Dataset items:
▬▬▬▬▬▬▬▬▬▬
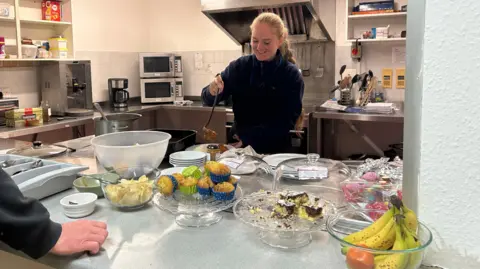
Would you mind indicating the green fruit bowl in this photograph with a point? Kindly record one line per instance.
(361, 257)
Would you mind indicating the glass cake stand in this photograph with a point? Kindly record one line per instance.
(194, 210)
(256, 210)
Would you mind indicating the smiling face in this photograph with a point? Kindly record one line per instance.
(265, 41)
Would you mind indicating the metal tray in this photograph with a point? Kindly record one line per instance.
(50, 178)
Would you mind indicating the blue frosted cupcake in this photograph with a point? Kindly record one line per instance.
(174, 181)
(224, 191)
(234, 181)
(218, 171)
(204, 186)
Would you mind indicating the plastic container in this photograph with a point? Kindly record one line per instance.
(59, 54)
(51, 10)
(350, 221)
(117, 151)
(58, 43)
(29, 51)
(79, 204)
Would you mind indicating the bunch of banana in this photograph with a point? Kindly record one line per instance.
(395, 230)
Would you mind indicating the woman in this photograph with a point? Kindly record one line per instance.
(266, 88)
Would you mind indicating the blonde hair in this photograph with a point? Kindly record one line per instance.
(274, 21)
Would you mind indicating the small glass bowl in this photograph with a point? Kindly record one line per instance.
(133, 173)
(350, 221)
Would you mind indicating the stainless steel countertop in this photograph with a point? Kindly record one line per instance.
(397, 117)
(150, 238)
(54, 124)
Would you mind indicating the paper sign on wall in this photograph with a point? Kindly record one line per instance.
(398, 55)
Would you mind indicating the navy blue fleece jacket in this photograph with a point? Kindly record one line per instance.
(267, 100)
(25, 223)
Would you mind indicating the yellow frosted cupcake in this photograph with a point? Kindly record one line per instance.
(188, 185)
(204, 186)
(166, 185)
(218, 171)
(223, 191)
(233, 180)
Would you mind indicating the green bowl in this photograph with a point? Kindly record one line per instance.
(87, 184)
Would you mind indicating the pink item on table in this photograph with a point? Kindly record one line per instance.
(370, 176)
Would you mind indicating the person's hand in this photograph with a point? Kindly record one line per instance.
(79, 236)
(216, 86)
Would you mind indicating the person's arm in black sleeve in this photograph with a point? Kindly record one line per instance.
(284, 122)
(229, 77)
(25, 223)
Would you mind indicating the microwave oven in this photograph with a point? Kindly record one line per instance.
(160, 65)
(161, 90)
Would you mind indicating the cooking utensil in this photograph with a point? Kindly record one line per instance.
(36, 164)
(209, 134)
(342, 69)
(118, 122)
(38, 150)
(7, 163)
(181, 139)
(99, 108)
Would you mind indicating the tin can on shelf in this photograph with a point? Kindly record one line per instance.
(51, 10)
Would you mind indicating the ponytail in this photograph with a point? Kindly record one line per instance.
(286, 51)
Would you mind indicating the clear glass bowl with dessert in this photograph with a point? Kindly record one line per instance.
(286, 214)
(196, 194)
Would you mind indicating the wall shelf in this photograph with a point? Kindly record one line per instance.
(393, 39)
(357, 25)
(35, 60)
(28, 23)
(49, 23)
(3, 19)
(381, 15)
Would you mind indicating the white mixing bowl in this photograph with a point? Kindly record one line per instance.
(130, 149)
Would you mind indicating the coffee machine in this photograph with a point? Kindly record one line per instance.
(118, 93)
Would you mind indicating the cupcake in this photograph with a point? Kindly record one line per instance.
(233, 180)
(178, 177)
(223, 191)
(188, 185)
(218, 171)
(166, 185)
(204, 186)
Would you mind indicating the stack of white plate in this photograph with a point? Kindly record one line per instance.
(188, 158)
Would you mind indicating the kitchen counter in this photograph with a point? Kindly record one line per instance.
(335, 115)
(134, 107)
(150, 238)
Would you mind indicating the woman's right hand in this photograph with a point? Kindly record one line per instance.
(216, 86)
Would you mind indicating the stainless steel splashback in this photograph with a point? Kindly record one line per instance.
(235, 16)
(66, 85)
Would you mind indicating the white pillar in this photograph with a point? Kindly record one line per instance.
(442, 127)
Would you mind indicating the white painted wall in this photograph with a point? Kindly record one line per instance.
(442, 130)
(181, 26)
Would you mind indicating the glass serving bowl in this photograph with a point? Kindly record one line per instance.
(256, 210)
(194, 210)
(134, 194)
(350, 221)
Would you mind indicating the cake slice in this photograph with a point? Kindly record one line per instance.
(284, 209)
(299, 198)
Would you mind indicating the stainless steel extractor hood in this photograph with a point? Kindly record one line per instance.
(300, 17)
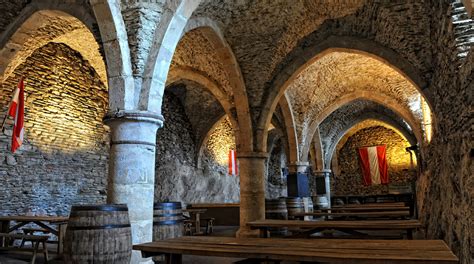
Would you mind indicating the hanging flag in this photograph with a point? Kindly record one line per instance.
(374, 165)
(17, 111)
(233, 168)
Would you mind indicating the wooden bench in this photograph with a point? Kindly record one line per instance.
(36, 240)
(356, 215)
(350, 227)
(323, 250)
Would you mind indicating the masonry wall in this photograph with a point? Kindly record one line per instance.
(446, 186)
(178, 178)
(63, 160)
(350, 182)
(275, 180)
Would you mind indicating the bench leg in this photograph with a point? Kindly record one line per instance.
(173, 258)
(35, 250)
(45, 251)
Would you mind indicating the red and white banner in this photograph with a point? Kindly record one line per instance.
(374, 166)
(17, 112)
(233, 168)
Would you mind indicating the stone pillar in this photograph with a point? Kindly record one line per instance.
(323, 184)
(297, 180)
(131, 178)
(252, 190)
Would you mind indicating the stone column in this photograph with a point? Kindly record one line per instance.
(297, 180)
(131, 178)
(323, 183)
(252, 190)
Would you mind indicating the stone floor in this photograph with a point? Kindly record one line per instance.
(218, 231)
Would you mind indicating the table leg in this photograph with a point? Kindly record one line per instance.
(198, 223)
(410, 234)
(4, 226)
(61, 233)
(173, 258)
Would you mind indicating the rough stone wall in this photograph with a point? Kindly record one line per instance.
(446, 186)
(275, 182)
(63, 160)
(177, 175)
(9, 10)
(350, 180)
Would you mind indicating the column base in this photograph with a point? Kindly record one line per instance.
(247, 232)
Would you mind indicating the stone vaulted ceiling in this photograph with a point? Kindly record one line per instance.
(340, 74)
(261, 33)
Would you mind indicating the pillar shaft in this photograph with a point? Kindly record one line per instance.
(252, 190)
(131, 176)
(297, 180)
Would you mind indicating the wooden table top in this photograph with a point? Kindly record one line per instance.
(356, 225)
(366, 209)
(324, 250)
(397, 204)
(33, 218)
(195, 210)
(213, 205)
(357, 214)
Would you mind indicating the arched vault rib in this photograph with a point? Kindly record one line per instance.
(301, 58)
(361, 95)
(184, 73)
(290, 130)
(212, 32)
(36, 26)
(362, 123)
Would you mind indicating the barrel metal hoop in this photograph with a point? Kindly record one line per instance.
(162, 215)
(168, 222)
(97, 227)
(104, 208)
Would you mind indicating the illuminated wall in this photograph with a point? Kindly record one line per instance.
(64, 158)
(350, 179)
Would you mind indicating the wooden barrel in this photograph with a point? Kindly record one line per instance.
(98, 234)
(294, 205)
(276, 209)
(167, 220)
(321, 201)
(308, 207)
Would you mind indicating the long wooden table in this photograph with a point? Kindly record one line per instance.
(397, 204)
(323, 250)
(350, 227)
(365, 209)
(45, 222)
(377, 214)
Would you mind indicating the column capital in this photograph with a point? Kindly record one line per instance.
(134, 116)
(299, 166)
(252, 155)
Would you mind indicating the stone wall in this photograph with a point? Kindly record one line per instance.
(177, 174)
(275, 182)
(446, 187)
(63, 160)
(350, 182)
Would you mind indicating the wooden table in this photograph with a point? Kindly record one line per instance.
(397, 204)
(349, 227)
(377, 214)
(321, 250)
(365, 209)
(45, 222)
(197, 218)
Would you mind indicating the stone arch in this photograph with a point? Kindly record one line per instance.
(388, 121)
(183, 73)
(347, 99)
(303, 57)
(117, 53)
(213, 33)
(291, 135)
(33, 28)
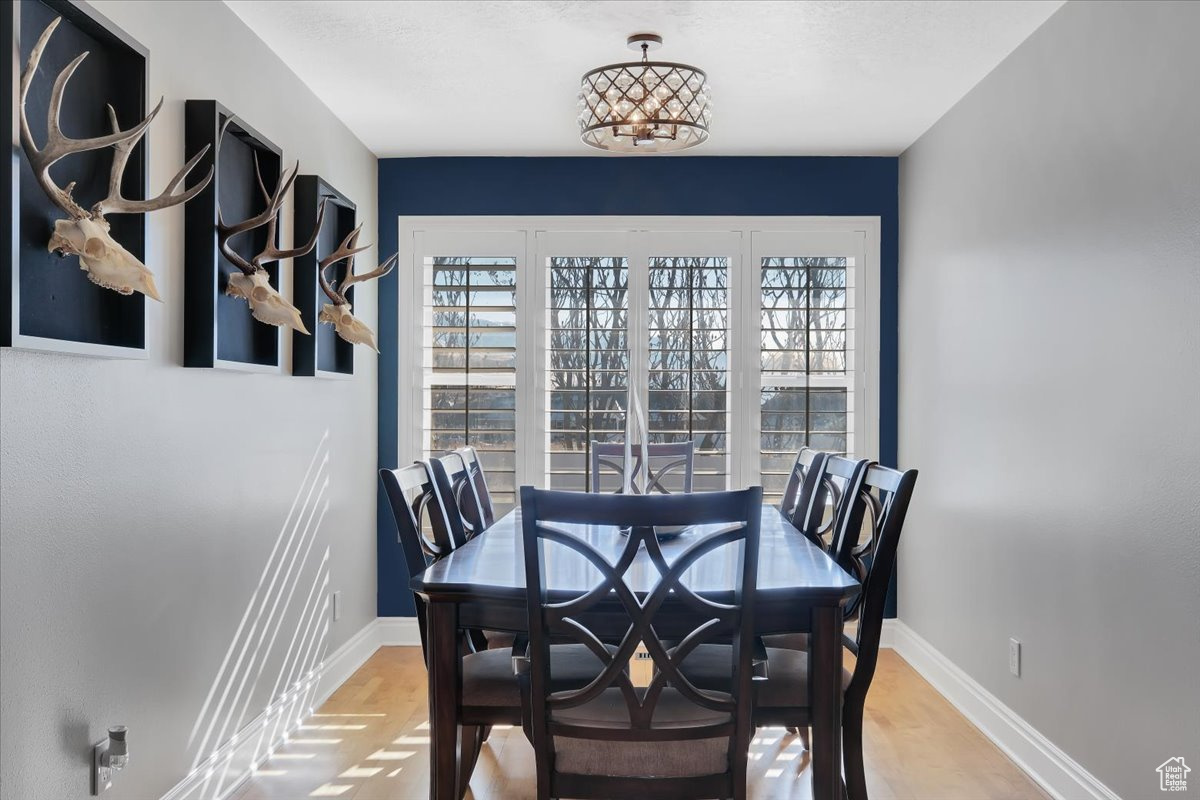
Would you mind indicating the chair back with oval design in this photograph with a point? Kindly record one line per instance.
▬▬▬▬▬▬▬▬▬▬
Would you retype each line above exactly and skip every image?

Would you mind indicating the green fruit bowl in this photograph with a point? Kindly record one line per instance.
(361, 257)
Would you mind indicating the glass cake stand in this photograph with a point? Kindly record one line per instance.
(194, 210)
(256, 210)
Would you mind indicating the smiling face in this photograph with a point? Kindly record one line per instance.
(265, 41)
Would you mind indicating the metal tray in this photograph with a point? Kindly record one line per instance.
(50, 178)
Would you mind indicating the blue frosted cupcake in this photograph with a point? Kindly record one line per instance.
(174, 181)
(224, 191)
(234, 181)
(218, 171)
(204, 186)
Would you mind indicating the plastic container in this photograph with a point? Kindly record one line per instance.
(59, 54)
(51, 10)
(350, 221)
(117, 151)
(58, 43)
(29, 51)
(79, 204)
Would you mind indicating the bunch of banana in this photograph with a point? Kindly record one line per instance.
(395, 230)
Would you mind indicating the woman in this photograph with a point? Kindly record one line per instance.
(266, 88)
Would you mind indicating the blonde hair in this photograph with a point? Kindly record one line per instance.
(274, 21)
Would you mind indicating the small glass bowl in this photograph with a point? Kindly record one line per instance.
(133, 173)
(350, 221)
Would you mind indicating the stainless steel countertop in this photograph with a point? Kindly record one line per instance.
(397, 117)
(150, 238)
(54, 124)
Would you mind indicating the paper sign on wall in this photograph with a point? Kindly record one line per instance.
(398, 55)
Would you mind indicating the navy blue fleece jacket in this photograph with a point? Kindly record one line per instance.
(267, 100)
(25, 223)
Would you mind indicating the yellow frosted cupcake in this photograph with a point? Kindly record one line per instance.
(188, 185)
(204, 186)
(166, 185)
(218, 171)
(223, 191)
(233, 180)
Would you mind indicating the green bowl in this photograph with a point? Kindly record one line per instance.
(87, 184)
Would you mind indicating the pink item on table in this photograph with a point? Kindly record one line per instance.
(370, 176)
Would you mind indicating the person's hand in this photograph with a point? Kindly record one line per instance.
(79, 236)
(216, 86)
Would you mind indicating the person's arm in black sleeve in this photograph with a point? Kindly record one line per instance.
(284, 122)
(229, 77)
(25, 223)
Would you mind indicating the microwave oven in this photograph with a point? Kindly record one line per instance.
(160, 65)
(161, 90)
Would you mind indicating the cooking utensil in this photograph with a point? Kindly record one line per instance.
(36, 164)
(209, 134)
(342, 69)
(118, 122)
(38, 150)
(7, 163)
(181, 139)
(99, 108)
Would you mind indicating the tin can on shelf in this photograph with a point? Kindly record one line per instance.
(51, 10)
Would you mind indicating the ponytail in this photograph with a point? Kindly record one line per instance.
(286, 51)
Would you mind indicating the clear glass bowl with dessert in this photograph with a point? Kindly record one line per instance.
(286, 214)
(196, 194)
Would you mind indicating the wall shelf in this photograph with a point? Kindly record one line per instance.
(393, 39)
(357, 25)
(35, 60)
(28, 23)
(49, 23)
(3, 19)
(381, 15)
Would you mind indicating the white mixing bowl in this photograph with a point? Kindly record one line per instance.
(130, 149)
Would you mind indicating the coffee machine in this photograph with a point? Kindly record one line per instance.
(118, 93)
Would you mind indicating the cupcake in this photograph with a point? Kindly record one line per instance.
(233, 180)
(178, 177)
(223, 191)
(188, 185)
(218, 171)
(166, 185)
(204, 186)
Would you mind indicating the stack of white plate in this photograph with a point? Kindly record one line per instance.
(188, 158)
Would you mind indicating the kitchen counter in this photograph with a point? Kindly record one line per instance.
(335, 115)
(134, 107)
(150, 238)
Would you mind indicating the woman's right hand in this photograph with a point? Kindly record one line per instance.
(216, 86)
Would you mind indicating the stainless steel splashback in this photograph with a point? Kindly record one line per instance.
(235, 16)
(66, 85)
Would you mind indicating the white pillar in this photograph with a point? Kindly record one line per instance.
(442, 127)
Would you mind indicating the white painted wall in this photograph with a point? Kindly record one line per instance.
(442, 130)
(181, 26)
Would you mind indicating the glass serving bowl in this photograph with a point? Kindly record one line per instance.
(256, 210)
(194, 210)
(134, 194)
(350, 221)
Would you mind indicating the cake slice in this photograph with a point? Kindly record one line per instance.
(284, 209)
(299, 198)
Would you mind indicating the stainless steel extractor hood in this photograph with a point? Kindly record one line per instance.
(300, 17)
Would you mind indicating the hanging flag in this photograph with a point? Kindly record one line per instance.
(374, 165)
(17, 111)
(233, 168)
Would you mind indicating the wooden bench in this photograph with a point? Kindly record one line per instance.
(36, 240)
(356, 215)
(350, 227)
(323, 250)
Would you mind indicating the masonry wall in this photograph with a point? Kindly record one line per instance.
(446, 186)
(178, 178)
(63, 160)
(350, 182)
(275, 180)
Would you mind indicating the bench leg in this photograph with a point? Kindly record one line per instance.
(173, 258)
(35, 250)
(45, 251)
Would you mind indicating the red and white banner in this photograph with a point? Kindly record one line per instance.
(374, 166)
(17, 112)
(233, 168)
Would you mind indicating the stone pillar in this photograph with a point? Kindly record one line per instance.
(323, 184)
(297, 180)
(131, 178)
(252, 190)
Would you mind indicating the stone column in this photograph with a point? Kindly record one line per instance.
(297, 180)
(131, 178)
(323, 183)
(252, 190)
Would you mind indicating the stone floor in this photograph with a point? Kindly record one line per instance.
(218, 231)
Would you mind indicating the table leg in this photograph with a point? Kindly record one line per instance.
(198, 223)
(410, 234)
(4, 226)
(61, 233)
(173, 258)
Would you mind indicating the rough stone wall in this photograph with a point? Kindly record one line per instance.
(446, 186)
(275, 182)
(63, 160)
(177, 175)
(9, 10)
(350, 180)
Would you mind indicating the column base in this photograph with a point? Kindly record one line per instance.
(247, 232)
Would you mind indicating the stone vaulted ceiling in this photograph with a point? Kindly record one line per instance.
(340, 74)
(261, 33)
Would you mind indicating the pillar shaft in this photograph with a point? Kindly record one line per instance.
(252, 190)
(131, 176)
(297, 180)
Would you mind indicating the wooden table top in this photograph with a point? Kindly record one line per instance.
(356, 225)
(366, 209)
(324, 250)
(397, 204)
(33, 218)
(195, 210)
(213, 205)
(357, 214)
Would you mind indicating the arched vault rib in this photograph with a point? Kindly record one line per instance.
(301, 58)
(361, 95)
(184, 73)
(290, 130)
(212, 32)
(36, 26)
(362, 123)
Would you mind indicating the barrel metal hoop in this photograph with a point? Kindly record one line per instance.
(162, 215)
(168, 222)
(97, 227)
(104, 208)
Would you mind indicating the illuminated wall in this photograph with a point? Kindly record one line per instance.
(64, 158)
(350, 179)
Would you mind indicating the wooden barrel in this photograph with a point? Kindly record one line per instance.
(98, 234)
(294, 205)
(276, 209)
(167, 220)
(321, 201)
(308, 207)
Would you mind indicating the long wooden table in this photograph with a point? Kindly record one line per instance.
(397, 204)
(323, 250)
(350, 227)
(365, 209)
(45, 222)
(377, 214)
Would you mind indicating the column capital in this photograph with a point? Kindly record one line per instance.
(134, 116)
(299, 166)
(252, 155)
Would you mind indicating the stone wall in this photograph with a point? Kindly record one line per instance.
(177, 174)
(275, 182)
(446, 187)
(63, 160)
(350, 182)
Would you mind indicating the wooden table in this photograph with a point? Kindly record one line per instance.
(397, 204)
(349, 227)
(377, 214)
(321, 250)
(365, 209)
(45, 222)
(197, 218)
Would you mind indicating the stone arch in this photograph with a point? Kindly record one line per instance.
(388, 121)
(183, 73)
(347, 99)
(303, 57)
(117, 53)
(213, 33)
(291, 135)
(33, 28)
Would you mind indicating the chair back with oval design in this photograph with a point? Kindly record one line per instance.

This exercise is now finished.